== What you have to do ==
How would you render this sentence from the article on heart attacks after Hurricane Katrina in Spanish: "This massive natural disaster may have had a greater impact on the development of chronic medical diseases than originally realized."

== Excerpted passage ==
________________________________________
AHA: Heart attack rates high after Hurricane Katrina

Investigators found that hospital admissions to Tulane Medical Center for heart attacks increased in the 10 years after Katrina. (AP Photo)


American Heart Association

NEW ORLEANS — Ten years after Hurricane Katrina hit New Orleans, hospital admissions for heart attacks in the city were three times higher than they were before the storm, according to research presented at the American Heart Association’s Scientific Sessions 2016.

“After Hurricane Katrina devastated our city, the cardiology department found that we had very busy on-call nights,” said Anand Irimpen, M.D., study lead author and professor of medicine at Tulane University School of Medicine and chief of cardiology at Southeast Louisiana Veterans Health Care System. “We were being called into the hospital for heart attacks much more often than during pre-Katrina days. So, I suggested to our cardiology fellows that we study the data to look at this phenomenon objectively to determine whether this was a real increase or only a perception.”

The Tulane University campus is covered by floodwaters from Hurricane Katrina Wednesday, Sept. 7, 2005 in New Orleans. (AP Photo/David J. Phillip, Pool)
The Tulane University campus is covered by floodwaters from Hurricane Katrina Wednesday, Sept. 7, 2005 in New Orleans. (AP Photo/David J. Phillip, Pool)

Investigators found that hospital admissions to Tulane Medical Center for heart attacks increased three-folds in the 10 years after Katrina, compared to the two years before the storm in August 2005.

In addition, post-Katrina patients were significantly more likely to have other risk factors for heart attack, including:

  • Coronary artery disease (48 percent compared to 31 percent)
  • Diabetes (40 percent vs 29 percent)
  • High blood pressure (81 percent vs 74 percent)
  • High blood levels of cholesterol (59 percent vs 45 percent)
  • Smoking (54 percent vs 39 percent)

“Although the general emphasis after an event such as Katrina is on rebuilding, we should not neglect the health of those affected by a disaster,” Irimpen said. “This massive natural disaster may have had a greater impact on the development of chronic medical diseases than originally realized.”
________________________________________
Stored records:
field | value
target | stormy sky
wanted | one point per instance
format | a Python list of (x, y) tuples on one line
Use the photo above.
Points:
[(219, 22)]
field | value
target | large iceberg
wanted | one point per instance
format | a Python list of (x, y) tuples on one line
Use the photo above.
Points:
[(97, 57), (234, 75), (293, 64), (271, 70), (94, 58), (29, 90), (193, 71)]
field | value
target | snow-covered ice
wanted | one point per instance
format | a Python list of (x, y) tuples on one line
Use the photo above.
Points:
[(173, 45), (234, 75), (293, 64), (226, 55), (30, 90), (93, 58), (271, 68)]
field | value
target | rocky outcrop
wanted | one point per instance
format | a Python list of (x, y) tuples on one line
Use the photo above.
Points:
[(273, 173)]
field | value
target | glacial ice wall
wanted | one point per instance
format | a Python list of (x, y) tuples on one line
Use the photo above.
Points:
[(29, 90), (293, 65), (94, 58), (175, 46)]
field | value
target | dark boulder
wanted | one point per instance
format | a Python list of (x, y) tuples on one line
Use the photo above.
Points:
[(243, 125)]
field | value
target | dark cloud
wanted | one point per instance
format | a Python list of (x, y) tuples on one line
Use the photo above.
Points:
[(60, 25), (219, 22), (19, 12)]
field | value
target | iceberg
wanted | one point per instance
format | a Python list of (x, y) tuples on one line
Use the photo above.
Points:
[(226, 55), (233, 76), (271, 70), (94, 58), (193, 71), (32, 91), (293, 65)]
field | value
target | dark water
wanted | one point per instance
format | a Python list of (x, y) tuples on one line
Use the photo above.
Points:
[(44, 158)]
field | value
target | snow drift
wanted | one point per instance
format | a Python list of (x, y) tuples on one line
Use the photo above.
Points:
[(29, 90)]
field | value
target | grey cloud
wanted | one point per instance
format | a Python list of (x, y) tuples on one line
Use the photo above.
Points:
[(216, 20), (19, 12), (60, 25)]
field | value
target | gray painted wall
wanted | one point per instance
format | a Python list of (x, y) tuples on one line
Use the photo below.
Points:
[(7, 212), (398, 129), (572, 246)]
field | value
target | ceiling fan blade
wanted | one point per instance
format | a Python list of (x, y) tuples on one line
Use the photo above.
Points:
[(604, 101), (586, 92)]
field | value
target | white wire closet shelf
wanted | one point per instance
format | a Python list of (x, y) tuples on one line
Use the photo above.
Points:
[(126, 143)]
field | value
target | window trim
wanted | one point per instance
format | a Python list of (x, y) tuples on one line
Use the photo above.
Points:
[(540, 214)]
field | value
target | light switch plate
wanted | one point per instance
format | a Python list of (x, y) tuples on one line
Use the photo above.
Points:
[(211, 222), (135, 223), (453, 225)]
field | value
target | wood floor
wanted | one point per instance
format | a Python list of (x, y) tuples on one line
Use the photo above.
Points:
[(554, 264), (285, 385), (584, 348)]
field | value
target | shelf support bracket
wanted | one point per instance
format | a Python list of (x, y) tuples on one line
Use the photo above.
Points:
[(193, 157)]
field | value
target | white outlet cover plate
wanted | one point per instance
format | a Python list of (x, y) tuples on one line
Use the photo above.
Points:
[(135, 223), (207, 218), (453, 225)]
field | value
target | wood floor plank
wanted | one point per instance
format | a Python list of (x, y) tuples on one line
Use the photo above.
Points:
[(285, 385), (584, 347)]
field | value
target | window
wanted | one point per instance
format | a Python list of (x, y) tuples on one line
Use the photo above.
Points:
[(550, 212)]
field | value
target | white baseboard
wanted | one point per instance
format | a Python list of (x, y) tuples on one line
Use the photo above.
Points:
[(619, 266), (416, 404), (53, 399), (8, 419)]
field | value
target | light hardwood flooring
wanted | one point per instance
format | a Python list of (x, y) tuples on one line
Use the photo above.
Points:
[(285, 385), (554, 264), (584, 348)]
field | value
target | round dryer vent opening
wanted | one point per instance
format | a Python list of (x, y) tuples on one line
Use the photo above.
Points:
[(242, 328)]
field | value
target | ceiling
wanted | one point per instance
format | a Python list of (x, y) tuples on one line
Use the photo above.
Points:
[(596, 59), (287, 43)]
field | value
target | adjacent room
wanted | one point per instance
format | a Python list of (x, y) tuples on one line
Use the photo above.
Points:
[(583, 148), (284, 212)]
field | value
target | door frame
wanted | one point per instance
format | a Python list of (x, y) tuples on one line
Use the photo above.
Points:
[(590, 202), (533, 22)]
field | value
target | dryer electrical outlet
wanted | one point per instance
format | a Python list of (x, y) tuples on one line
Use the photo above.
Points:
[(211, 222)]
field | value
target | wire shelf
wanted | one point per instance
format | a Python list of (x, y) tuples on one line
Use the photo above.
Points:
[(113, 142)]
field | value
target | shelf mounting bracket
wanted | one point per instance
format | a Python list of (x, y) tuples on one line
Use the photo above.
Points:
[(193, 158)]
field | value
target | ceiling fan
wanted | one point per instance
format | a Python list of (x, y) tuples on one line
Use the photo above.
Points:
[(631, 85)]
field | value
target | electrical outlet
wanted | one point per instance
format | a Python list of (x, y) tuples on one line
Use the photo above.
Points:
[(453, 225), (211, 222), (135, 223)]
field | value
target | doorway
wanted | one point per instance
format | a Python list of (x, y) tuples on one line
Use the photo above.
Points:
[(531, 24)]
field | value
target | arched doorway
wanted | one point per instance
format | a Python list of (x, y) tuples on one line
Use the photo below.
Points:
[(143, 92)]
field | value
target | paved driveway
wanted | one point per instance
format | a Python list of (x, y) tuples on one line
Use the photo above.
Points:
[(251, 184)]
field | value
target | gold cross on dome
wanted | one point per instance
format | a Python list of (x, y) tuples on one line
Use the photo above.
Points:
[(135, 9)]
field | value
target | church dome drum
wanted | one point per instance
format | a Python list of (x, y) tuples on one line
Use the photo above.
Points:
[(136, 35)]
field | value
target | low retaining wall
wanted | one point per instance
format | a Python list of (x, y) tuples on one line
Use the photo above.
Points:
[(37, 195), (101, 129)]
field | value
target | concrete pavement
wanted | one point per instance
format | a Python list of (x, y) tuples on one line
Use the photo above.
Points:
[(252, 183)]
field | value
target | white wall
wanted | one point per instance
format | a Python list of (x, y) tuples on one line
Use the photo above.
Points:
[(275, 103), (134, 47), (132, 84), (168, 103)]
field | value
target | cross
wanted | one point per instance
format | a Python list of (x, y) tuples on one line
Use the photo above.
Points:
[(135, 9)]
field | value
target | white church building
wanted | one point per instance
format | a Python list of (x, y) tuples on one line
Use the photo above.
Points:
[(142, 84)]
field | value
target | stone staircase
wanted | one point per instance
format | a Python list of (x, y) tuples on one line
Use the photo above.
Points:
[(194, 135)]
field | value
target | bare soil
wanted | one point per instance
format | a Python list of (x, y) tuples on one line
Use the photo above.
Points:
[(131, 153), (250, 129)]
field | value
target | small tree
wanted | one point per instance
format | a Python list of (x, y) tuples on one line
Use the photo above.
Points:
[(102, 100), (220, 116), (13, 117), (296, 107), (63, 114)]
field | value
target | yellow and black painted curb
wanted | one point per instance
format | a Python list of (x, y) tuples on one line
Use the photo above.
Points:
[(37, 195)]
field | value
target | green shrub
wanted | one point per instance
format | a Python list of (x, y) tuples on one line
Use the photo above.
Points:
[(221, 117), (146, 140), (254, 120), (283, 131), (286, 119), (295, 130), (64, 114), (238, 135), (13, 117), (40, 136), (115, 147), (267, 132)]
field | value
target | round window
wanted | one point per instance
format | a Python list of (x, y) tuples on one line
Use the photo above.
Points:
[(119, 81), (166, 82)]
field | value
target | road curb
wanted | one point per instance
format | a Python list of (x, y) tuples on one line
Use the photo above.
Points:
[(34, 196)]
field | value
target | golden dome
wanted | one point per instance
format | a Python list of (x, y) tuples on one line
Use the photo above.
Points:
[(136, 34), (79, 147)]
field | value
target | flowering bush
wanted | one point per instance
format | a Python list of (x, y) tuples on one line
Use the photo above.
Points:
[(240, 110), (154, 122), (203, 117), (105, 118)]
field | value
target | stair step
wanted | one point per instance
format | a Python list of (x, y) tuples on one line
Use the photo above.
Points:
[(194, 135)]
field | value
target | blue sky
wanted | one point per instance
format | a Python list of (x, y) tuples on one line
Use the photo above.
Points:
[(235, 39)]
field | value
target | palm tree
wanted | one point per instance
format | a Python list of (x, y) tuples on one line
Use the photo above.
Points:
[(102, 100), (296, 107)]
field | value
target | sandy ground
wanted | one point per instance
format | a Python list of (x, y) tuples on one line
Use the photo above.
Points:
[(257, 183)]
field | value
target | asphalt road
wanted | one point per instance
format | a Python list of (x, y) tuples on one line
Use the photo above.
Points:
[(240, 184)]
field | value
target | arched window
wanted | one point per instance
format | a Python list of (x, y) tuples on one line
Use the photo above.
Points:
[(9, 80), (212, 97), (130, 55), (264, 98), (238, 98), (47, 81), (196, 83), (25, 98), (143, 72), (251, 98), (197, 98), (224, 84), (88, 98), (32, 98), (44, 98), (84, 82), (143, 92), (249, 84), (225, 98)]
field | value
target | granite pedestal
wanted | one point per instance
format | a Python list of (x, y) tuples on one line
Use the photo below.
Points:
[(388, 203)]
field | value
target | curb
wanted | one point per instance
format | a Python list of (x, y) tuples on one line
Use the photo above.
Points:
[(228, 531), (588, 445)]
________________________________________
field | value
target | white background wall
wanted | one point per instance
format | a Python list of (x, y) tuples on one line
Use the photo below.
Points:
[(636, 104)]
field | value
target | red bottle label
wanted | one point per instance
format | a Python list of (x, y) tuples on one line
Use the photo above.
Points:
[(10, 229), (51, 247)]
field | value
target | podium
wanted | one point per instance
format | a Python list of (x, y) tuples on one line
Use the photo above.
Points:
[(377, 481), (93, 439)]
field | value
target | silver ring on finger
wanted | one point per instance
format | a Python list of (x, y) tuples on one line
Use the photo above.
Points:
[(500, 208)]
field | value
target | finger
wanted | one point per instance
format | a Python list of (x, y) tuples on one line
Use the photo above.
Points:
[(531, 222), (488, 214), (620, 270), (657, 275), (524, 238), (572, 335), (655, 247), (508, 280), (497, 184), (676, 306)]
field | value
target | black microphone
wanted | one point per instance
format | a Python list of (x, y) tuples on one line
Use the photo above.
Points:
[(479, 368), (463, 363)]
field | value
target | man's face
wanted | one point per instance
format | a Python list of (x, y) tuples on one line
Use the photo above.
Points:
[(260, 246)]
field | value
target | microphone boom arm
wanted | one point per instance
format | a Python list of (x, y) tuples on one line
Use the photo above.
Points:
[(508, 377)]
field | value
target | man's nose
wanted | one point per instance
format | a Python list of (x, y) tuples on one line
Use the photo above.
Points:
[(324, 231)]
________________________________________
== Answer to the exercise ==
Este enorme desastre natural pudo haber tenido un impacto mayor en el desarrollo de enfermedades médicas crónicas de lo que se pensó en un principio.